• MATERIALS PROVIDED:
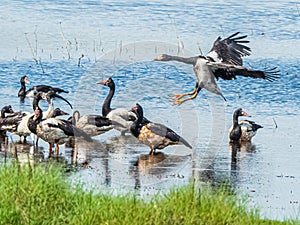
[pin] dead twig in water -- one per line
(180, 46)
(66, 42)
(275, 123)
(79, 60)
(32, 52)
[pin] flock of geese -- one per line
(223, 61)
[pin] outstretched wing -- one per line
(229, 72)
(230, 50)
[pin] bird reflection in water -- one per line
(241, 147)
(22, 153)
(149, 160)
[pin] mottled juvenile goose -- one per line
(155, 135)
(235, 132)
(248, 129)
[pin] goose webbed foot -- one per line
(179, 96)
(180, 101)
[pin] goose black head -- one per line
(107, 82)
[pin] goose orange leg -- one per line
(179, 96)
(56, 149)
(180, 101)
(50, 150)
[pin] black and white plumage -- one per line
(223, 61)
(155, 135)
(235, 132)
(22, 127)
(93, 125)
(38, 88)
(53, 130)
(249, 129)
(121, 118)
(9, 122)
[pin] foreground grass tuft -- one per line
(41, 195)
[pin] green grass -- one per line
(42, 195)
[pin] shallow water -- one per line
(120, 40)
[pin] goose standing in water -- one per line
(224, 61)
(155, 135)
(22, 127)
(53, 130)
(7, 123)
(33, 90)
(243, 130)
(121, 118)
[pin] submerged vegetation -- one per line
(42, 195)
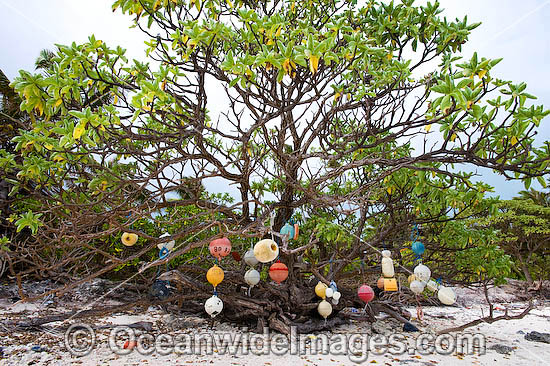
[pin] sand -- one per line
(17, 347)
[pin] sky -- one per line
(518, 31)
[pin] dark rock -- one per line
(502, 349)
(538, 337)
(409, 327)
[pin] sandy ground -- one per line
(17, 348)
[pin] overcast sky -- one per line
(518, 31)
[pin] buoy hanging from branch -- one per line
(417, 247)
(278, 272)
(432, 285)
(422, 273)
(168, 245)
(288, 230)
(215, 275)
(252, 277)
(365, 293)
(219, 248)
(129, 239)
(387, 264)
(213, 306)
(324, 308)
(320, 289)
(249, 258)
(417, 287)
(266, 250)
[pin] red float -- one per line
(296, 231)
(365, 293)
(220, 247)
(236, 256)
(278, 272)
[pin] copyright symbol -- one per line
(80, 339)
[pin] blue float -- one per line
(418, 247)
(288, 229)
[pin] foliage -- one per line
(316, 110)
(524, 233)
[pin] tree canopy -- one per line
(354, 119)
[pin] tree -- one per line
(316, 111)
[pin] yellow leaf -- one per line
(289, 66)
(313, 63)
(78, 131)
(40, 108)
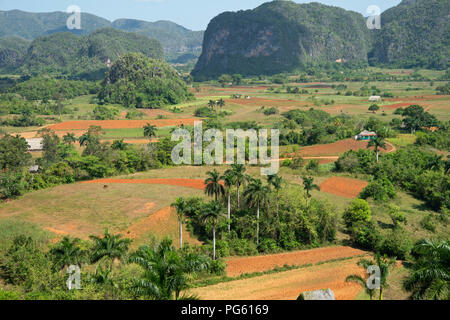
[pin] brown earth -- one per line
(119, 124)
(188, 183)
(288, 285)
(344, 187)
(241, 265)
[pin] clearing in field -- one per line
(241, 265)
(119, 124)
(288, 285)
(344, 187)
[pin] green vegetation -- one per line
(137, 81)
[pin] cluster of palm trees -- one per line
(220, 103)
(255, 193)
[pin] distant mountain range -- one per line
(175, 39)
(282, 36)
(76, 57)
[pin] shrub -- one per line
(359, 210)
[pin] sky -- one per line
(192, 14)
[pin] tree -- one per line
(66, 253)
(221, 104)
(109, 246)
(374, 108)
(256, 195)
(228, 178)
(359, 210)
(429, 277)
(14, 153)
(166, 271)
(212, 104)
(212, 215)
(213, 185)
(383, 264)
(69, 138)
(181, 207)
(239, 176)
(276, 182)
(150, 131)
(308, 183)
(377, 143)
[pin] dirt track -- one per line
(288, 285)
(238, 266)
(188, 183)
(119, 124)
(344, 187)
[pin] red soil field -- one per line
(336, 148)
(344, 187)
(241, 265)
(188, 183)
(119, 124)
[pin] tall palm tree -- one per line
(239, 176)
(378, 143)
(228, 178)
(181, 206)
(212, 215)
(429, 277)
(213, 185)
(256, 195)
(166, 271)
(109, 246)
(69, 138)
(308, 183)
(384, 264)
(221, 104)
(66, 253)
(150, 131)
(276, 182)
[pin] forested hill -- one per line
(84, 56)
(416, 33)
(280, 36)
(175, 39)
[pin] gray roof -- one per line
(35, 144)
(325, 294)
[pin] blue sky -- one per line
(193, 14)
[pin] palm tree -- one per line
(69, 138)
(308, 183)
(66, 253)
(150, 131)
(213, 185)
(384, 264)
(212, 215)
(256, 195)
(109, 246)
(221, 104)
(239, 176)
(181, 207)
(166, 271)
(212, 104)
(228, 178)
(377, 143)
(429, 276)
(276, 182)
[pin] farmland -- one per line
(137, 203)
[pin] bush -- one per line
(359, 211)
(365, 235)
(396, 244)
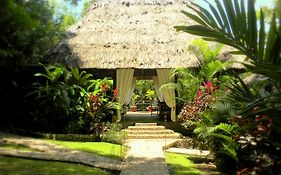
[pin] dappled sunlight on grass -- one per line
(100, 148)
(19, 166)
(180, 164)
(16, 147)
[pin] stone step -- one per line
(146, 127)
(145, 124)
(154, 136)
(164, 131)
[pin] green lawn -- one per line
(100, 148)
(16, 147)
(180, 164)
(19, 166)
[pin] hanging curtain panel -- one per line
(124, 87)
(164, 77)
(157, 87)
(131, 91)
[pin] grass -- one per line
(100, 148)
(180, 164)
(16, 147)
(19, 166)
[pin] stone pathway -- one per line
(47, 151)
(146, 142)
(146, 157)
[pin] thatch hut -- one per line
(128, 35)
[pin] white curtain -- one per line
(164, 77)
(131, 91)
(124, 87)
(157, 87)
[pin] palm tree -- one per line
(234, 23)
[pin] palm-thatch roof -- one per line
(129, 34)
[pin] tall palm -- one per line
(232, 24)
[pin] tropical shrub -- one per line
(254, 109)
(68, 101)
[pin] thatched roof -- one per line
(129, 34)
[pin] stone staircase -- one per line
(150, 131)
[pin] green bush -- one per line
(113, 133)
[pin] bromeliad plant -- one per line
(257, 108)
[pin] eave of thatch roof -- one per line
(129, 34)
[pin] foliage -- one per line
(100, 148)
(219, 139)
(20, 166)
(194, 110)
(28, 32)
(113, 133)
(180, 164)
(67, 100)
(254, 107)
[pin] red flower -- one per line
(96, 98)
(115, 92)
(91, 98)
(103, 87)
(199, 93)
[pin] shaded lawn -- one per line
---
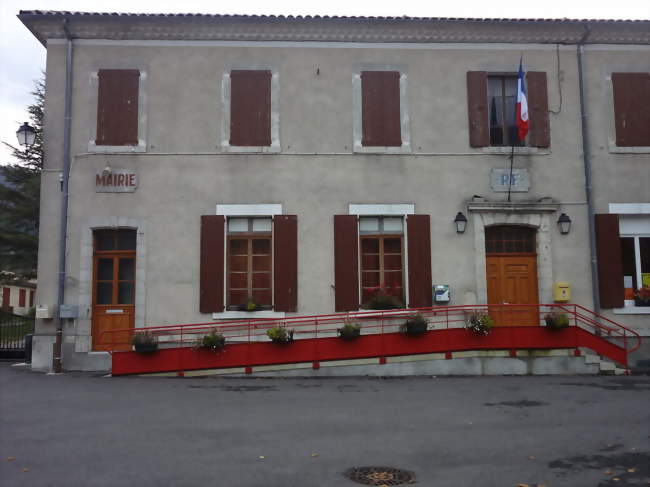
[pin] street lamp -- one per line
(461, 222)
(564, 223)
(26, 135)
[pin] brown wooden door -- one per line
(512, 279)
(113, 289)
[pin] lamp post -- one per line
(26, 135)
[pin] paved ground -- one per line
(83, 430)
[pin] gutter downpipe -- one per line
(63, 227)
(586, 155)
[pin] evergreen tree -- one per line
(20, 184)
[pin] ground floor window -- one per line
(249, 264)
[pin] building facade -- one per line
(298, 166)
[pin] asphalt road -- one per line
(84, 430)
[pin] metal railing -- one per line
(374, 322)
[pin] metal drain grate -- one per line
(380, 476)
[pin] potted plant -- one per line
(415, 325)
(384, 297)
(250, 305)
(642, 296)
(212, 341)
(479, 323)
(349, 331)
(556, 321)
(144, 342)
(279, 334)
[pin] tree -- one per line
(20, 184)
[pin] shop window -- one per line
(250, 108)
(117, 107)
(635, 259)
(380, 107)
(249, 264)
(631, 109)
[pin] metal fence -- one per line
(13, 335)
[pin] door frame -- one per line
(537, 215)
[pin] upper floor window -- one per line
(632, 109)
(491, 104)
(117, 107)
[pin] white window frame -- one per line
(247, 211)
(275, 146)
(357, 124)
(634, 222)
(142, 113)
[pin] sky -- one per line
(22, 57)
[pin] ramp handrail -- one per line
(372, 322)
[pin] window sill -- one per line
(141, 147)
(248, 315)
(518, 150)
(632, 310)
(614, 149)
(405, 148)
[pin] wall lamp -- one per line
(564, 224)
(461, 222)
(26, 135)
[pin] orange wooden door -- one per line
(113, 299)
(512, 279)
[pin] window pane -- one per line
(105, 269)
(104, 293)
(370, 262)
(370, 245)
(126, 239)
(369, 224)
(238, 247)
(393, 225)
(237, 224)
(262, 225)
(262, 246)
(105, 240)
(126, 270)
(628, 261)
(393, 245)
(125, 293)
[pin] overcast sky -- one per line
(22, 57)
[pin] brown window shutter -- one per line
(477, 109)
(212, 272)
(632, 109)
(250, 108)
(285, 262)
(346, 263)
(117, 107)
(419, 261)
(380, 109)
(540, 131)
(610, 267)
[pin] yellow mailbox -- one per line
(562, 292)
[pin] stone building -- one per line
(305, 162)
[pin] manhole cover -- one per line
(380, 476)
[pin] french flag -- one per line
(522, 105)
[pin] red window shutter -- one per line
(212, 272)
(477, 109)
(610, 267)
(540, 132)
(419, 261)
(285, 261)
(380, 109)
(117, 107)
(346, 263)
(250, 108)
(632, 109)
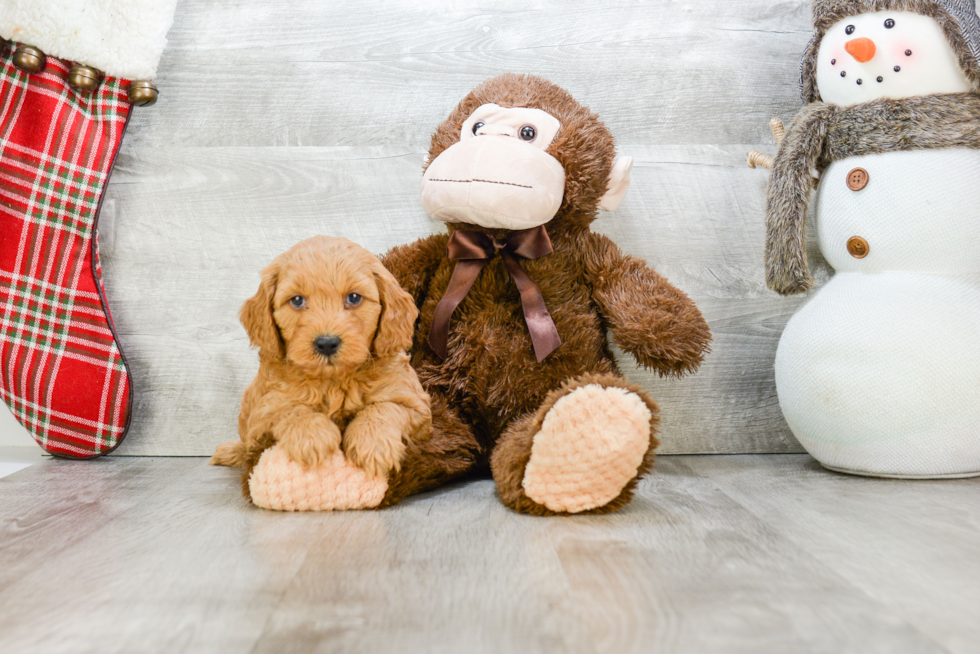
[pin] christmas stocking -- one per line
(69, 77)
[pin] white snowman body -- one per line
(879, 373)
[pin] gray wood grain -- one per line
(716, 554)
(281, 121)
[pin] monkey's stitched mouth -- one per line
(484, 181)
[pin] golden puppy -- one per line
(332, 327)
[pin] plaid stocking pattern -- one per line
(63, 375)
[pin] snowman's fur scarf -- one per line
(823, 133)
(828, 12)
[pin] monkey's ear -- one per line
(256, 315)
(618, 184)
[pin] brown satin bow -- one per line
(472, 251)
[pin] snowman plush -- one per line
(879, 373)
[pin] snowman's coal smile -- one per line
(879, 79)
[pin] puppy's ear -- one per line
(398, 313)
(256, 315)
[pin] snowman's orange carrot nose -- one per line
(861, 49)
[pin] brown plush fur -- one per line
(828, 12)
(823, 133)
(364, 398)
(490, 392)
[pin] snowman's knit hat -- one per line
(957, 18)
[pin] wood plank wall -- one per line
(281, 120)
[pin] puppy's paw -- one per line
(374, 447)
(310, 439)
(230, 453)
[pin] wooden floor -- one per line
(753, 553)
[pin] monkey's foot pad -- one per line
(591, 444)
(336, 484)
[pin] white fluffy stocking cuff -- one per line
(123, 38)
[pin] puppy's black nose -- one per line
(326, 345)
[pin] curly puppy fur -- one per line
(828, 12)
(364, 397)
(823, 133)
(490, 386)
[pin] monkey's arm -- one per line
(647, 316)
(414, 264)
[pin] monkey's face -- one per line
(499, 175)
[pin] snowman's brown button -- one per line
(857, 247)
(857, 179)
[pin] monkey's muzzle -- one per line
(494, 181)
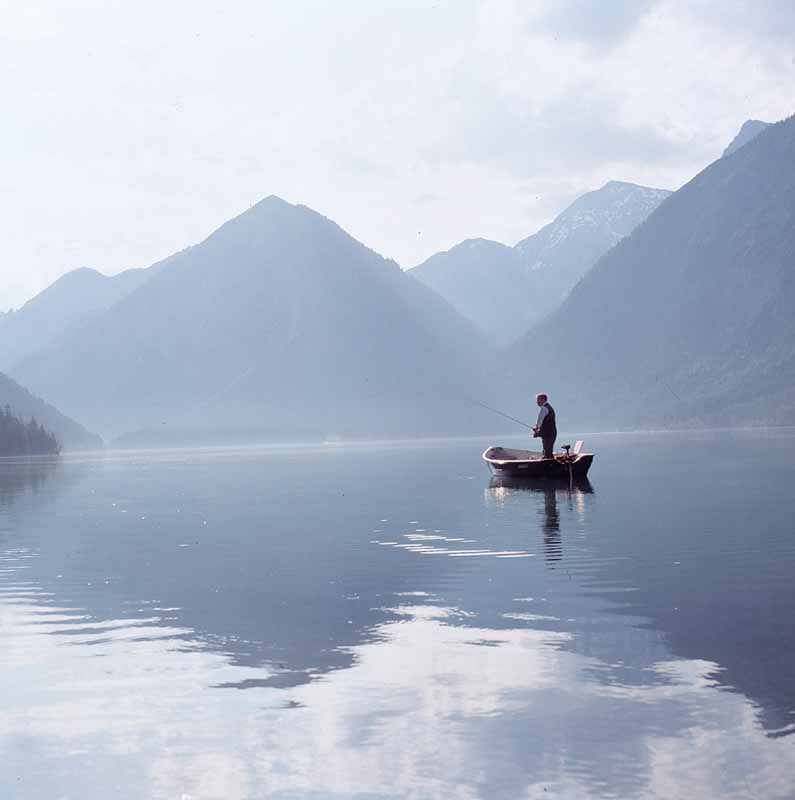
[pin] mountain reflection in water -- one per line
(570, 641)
...
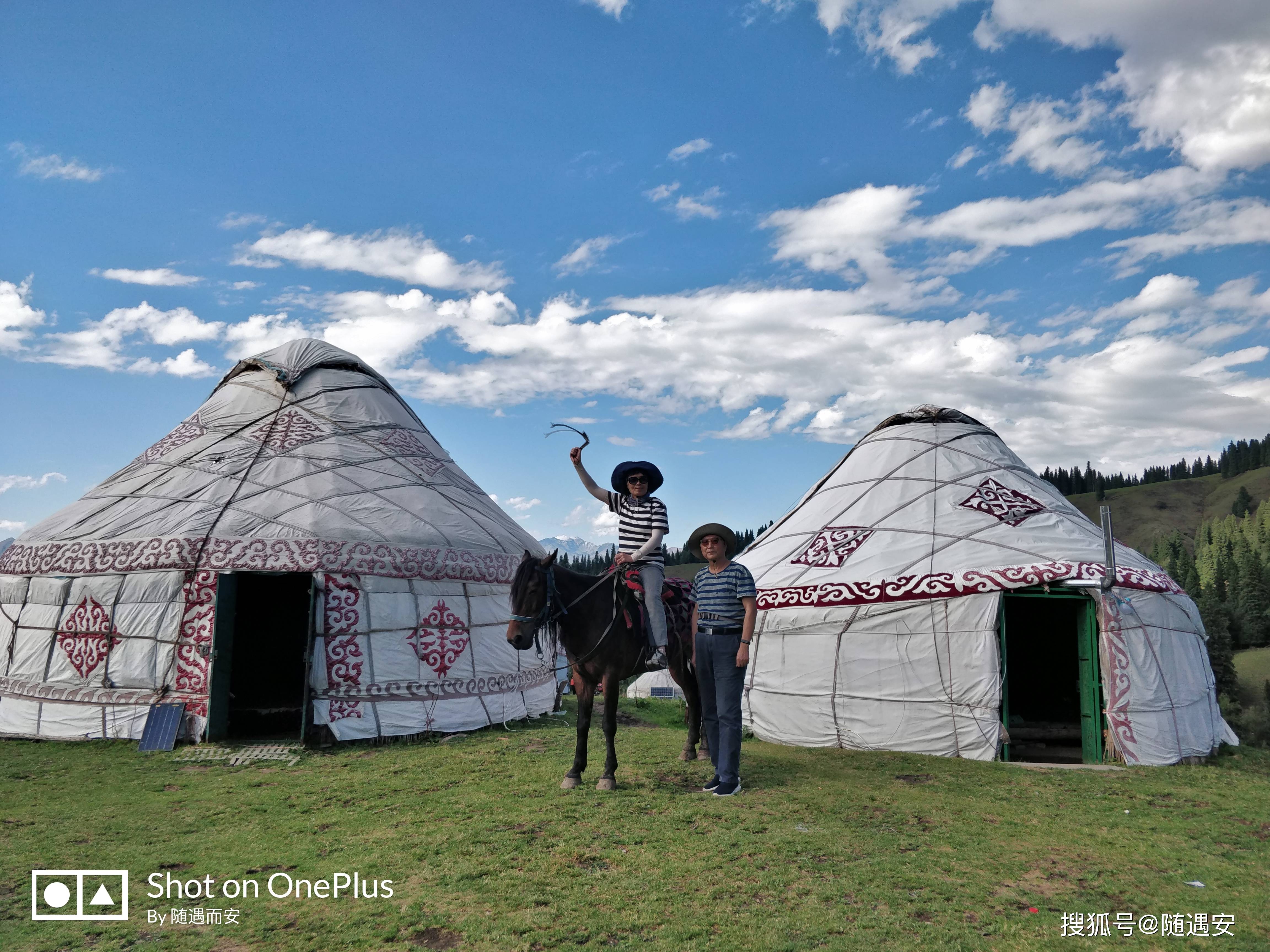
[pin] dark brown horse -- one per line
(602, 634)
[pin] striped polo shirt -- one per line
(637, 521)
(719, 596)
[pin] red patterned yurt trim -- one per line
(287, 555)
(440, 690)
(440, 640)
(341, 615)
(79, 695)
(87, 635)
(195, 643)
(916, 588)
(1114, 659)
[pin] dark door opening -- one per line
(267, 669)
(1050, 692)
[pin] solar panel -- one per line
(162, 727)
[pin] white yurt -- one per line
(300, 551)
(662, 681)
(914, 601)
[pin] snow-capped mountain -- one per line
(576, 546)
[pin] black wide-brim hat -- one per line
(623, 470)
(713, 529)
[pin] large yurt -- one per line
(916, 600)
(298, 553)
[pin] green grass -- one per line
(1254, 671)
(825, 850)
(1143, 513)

• WORK ITEM:
Would you please write out, exactly and with no other lines, the stretch of the listing above from the line containing "[pin] thatched roof -- one per line" through the line containing "[pin] shaded lawn -- one per line"?

• OUTPUT:
[pin] thatched roof -- one per line
(129, 34)
[pin] stone staircase -- one per line
(150, 131)
[pin] green bush -- one per line
(113, 133)
[pin] bromeliad plant -- one per line
(257, 108)
[pin] eave of thatch roof -- one per line
(129, 34)
[pin] foliage -- one per line
(100, 148)
(219, 139)
(20, 166)
(194, 110)
(28, 32)
(113, 133)
(180, 164)
(67, 100)
(254, 107)
[pin] red flower -- one per line
(96, 98)
(115, 92)
(91, 98)
(103, 87)
(199, 93)
[pin] shaded lawn -- one per line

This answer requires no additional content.